(STATED PROBLEM): Gather every line in the lines that contains the string "shirt", matching case exactly.
RECORDS PROVIDED start
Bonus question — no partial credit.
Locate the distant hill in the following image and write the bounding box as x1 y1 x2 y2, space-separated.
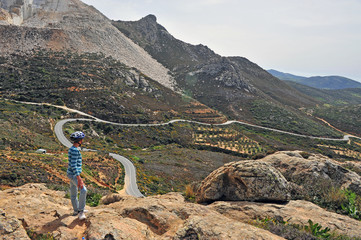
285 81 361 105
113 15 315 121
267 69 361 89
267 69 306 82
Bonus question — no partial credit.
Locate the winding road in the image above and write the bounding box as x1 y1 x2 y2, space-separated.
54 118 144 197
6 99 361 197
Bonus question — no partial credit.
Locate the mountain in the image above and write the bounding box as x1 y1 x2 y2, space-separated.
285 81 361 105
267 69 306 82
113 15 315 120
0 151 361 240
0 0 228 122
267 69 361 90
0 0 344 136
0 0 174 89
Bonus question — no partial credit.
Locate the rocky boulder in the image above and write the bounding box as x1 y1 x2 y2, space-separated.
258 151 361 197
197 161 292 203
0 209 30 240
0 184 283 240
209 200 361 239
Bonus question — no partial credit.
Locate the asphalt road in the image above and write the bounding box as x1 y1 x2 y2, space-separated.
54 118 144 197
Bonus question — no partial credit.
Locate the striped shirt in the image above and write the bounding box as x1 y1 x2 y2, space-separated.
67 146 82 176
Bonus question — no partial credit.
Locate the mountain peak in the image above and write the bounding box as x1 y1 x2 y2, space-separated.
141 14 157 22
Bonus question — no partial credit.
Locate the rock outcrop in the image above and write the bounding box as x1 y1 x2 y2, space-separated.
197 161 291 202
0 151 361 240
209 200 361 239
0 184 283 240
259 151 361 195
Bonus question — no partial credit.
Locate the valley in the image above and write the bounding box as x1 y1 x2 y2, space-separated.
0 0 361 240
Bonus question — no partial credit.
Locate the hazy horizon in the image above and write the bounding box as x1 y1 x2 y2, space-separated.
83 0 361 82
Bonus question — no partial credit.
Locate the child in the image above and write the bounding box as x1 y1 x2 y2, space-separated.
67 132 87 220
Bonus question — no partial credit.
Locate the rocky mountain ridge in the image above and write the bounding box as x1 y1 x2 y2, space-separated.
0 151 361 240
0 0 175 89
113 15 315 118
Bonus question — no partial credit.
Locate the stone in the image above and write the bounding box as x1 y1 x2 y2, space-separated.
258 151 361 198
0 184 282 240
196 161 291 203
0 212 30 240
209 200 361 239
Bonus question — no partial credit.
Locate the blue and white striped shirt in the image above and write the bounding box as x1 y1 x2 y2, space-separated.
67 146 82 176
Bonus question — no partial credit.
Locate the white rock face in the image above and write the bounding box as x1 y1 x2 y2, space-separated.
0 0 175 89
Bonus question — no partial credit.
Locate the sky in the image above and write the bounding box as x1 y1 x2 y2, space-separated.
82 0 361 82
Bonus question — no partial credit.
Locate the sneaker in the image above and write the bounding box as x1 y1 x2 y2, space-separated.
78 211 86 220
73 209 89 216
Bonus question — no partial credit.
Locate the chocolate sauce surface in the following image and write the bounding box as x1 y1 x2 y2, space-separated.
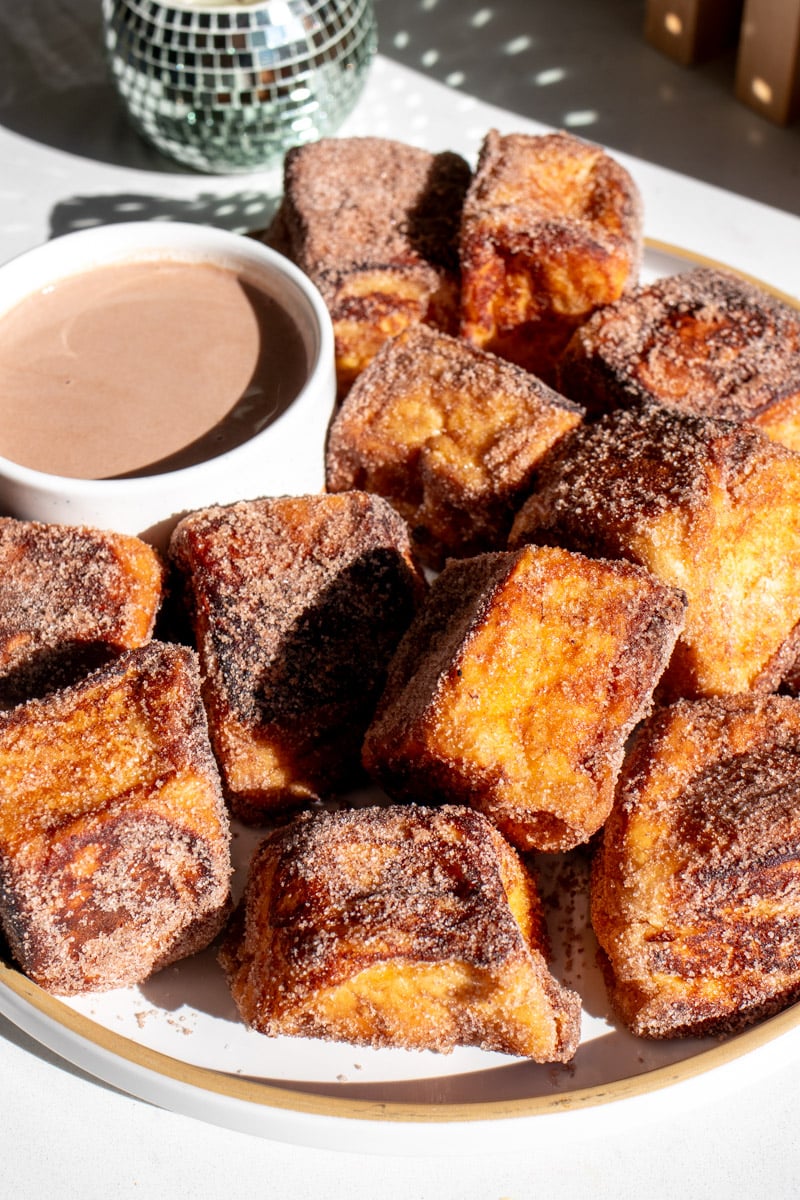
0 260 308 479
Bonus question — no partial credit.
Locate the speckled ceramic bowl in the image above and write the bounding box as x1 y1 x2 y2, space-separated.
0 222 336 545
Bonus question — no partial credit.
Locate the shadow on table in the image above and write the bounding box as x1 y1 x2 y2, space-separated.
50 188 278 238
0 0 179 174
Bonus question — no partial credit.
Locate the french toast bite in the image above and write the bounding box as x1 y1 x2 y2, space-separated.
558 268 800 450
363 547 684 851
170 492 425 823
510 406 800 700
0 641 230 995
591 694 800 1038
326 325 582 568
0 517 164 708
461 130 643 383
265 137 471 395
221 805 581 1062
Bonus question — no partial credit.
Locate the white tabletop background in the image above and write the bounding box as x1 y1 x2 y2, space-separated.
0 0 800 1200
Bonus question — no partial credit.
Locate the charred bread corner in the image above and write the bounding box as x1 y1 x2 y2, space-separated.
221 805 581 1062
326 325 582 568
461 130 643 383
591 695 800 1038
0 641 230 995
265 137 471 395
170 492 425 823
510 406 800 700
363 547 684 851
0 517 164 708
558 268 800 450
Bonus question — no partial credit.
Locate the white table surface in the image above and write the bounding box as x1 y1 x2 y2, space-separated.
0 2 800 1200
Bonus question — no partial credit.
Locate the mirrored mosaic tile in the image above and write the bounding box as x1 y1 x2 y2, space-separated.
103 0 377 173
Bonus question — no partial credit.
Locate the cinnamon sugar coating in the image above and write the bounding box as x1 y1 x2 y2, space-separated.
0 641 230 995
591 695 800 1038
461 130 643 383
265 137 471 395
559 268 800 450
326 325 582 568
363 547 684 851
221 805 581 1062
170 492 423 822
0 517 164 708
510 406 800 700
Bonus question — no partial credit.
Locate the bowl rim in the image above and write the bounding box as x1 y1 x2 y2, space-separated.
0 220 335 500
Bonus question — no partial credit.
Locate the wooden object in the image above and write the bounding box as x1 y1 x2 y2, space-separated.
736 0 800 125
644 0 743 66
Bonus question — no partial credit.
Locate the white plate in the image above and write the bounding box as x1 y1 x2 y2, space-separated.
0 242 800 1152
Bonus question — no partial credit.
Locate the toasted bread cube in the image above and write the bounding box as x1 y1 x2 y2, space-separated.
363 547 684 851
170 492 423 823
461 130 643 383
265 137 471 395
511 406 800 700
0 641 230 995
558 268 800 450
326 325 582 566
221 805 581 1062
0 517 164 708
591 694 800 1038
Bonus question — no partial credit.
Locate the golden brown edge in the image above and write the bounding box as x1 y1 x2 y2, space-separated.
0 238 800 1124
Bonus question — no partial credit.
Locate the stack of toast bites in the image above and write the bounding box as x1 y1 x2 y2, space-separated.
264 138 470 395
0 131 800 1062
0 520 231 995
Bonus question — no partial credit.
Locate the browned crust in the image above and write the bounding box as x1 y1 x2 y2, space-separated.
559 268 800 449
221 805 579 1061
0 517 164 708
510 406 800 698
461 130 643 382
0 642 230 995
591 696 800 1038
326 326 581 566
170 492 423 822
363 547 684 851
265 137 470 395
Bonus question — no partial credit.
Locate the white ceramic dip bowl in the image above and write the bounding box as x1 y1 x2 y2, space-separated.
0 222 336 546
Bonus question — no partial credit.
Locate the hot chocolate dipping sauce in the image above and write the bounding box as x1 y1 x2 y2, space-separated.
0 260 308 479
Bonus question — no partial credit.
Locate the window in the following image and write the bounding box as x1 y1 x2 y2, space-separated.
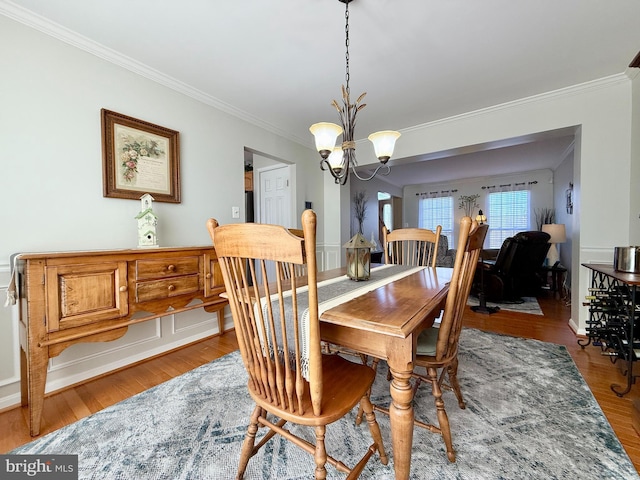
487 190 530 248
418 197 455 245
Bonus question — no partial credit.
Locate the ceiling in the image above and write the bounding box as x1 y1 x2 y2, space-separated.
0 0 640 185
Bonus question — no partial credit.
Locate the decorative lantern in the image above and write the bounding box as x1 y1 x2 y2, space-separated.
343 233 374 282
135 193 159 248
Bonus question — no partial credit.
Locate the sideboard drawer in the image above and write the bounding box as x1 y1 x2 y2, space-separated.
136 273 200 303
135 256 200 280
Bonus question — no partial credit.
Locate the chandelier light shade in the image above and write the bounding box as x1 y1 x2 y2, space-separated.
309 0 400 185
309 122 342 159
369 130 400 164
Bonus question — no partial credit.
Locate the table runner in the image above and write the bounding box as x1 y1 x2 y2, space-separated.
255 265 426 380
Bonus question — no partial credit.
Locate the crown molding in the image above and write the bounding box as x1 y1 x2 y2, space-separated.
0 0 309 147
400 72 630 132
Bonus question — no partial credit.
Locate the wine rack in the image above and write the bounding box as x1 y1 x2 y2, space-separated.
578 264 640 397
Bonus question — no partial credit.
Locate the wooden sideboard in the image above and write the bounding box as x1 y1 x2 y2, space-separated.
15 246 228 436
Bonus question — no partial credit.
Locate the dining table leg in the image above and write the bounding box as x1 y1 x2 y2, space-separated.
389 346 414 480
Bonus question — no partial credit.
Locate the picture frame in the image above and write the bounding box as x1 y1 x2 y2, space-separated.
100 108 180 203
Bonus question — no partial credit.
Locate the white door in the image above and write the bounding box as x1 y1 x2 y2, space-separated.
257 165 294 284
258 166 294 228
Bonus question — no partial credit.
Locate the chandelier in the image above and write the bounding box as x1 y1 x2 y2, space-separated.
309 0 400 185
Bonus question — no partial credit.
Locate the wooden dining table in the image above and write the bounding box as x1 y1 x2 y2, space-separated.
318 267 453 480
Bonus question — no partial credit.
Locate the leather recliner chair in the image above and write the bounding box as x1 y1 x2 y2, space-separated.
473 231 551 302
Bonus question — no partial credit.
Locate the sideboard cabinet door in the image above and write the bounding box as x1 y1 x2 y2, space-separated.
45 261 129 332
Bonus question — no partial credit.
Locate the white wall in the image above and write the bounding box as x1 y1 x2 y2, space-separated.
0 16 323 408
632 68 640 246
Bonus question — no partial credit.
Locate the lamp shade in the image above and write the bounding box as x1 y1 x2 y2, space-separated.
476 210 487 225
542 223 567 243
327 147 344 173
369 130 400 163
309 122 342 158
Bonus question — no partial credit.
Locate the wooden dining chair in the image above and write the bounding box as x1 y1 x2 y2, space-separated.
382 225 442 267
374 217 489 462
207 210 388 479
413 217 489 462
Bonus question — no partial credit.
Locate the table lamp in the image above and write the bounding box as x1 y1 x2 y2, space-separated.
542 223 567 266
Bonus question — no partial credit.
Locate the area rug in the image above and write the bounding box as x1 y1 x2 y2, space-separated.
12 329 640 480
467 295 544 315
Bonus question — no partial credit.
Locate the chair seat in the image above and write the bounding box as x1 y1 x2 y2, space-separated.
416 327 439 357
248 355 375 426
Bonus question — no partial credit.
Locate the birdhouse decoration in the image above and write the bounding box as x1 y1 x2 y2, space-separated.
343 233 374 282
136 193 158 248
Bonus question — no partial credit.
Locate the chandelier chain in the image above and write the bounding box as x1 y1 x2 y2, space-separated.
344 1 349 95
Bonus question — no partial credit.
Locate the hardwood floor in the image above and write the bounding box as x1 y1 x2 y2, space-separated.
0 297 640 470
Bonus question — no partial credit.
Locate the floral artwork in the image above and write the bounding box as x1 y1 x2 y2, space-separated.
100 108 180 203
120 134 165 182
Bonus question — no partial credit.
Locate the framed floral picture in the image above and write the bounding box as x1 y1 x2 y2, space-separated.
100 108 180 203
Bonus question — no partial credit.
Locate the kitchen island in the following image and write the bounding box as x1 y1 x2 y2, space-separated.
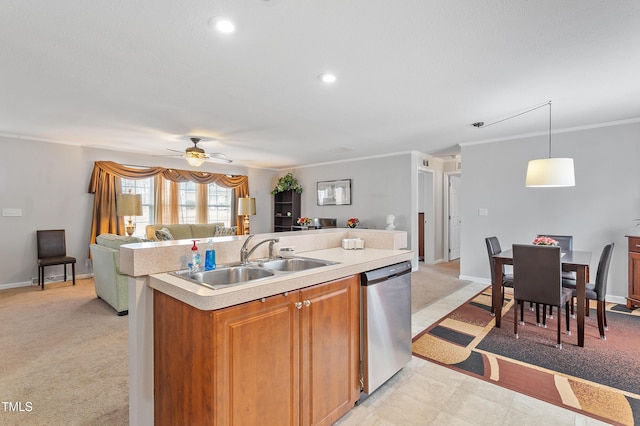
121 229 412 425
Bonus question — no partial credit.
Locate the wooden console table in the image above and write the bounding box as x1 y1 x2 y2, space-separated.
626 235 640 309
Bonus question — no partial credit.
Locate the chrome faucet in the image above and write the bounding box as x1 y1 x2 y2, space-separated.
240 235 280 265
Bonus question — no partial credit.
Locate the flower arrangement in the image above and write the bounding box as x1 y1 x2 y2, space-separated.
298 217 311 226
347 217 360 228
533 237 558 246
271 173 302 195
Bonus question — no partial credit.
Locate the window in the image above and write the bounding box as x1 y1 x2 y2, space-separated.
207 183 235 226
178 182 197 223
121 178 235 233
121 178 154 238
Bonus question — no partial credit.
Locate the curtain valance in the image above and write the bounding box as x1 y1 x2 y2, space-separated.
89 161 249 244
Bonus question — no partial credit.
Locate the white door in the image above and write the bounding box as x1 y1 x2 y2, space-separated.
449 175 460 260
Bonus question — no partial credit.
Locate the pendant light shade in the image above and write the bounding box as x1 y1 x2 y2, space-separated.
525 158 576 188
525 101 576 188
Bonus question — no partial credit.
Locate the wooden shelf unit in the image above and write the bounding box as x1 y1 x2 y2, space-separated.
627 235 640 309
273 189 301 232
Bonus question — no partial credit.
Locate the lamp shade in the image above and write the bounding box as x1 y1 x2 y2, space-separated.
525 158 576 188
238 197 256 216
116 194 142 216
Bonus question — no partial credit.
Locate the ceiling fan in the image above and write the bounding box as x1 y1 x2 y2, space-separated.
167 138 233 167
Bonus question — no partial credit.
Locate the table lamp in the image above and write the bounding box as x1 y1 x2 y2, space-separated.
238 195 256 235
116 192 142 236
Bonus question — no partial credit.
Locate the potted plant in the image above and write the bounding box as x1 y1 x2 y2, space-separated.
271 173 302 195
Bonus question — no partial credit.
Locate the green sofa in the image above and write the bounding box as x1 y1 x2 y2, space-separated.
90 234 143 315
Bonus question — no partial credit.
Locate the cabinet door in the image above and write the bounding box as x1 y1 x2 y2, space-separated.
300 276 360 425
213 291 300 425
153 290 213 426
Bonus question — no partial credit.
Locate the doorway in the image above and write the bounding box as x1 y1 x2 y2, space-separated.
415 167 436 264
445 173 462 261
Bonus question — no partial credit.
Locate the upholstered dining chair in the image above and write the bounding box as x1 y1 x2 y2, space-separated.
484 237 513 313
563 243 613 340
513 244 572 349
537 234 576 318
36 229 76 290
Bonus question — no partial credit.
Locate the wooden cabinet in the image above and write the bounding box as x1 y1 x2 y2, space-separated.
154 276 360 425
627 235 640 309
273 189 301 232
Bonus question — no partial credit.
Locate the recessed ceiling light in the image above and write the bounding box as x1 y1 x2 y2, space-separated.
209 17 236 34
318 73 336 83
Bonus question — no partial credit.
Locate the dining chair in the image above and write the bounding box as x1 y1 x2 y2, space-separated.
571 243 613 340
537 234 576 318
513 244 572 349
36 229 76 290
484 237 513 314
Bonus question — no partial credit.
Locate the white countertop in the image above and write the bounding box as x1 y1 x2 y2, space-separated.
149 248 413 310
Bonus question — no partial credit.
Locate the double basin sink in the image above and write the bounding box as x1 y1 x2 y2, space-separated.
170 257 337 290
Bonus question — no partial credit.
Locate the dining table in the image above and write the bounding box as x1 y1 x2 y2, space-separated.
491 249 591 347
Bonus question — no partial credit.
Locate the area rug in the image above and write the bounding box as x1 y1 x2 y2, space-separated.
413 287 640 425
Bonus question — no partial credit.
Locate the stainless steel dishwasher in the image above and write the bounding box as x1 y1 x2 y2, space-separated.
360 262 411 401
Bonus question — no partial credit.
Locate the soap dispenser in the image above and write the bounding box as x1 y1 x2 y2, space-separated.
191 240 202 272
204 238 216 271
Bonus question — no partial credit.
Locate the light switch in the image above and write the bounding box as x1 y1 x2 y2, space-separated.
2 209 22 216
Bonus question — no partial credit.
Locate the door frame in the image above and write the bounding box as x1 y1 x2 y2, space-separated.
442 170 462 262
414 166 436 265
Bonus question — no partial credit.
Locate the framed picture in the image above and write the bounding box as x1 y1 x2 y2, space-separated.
RECORDS PROVIDED end
(TASK RESPONSE):
Locate the striped shirt in the image above and write the bounding box as x1 y1 x2 y2, space-separated.
Locate the blue and white striped shirt in the image above and write the bounding box as x1 y1 x2 y2, space-separated.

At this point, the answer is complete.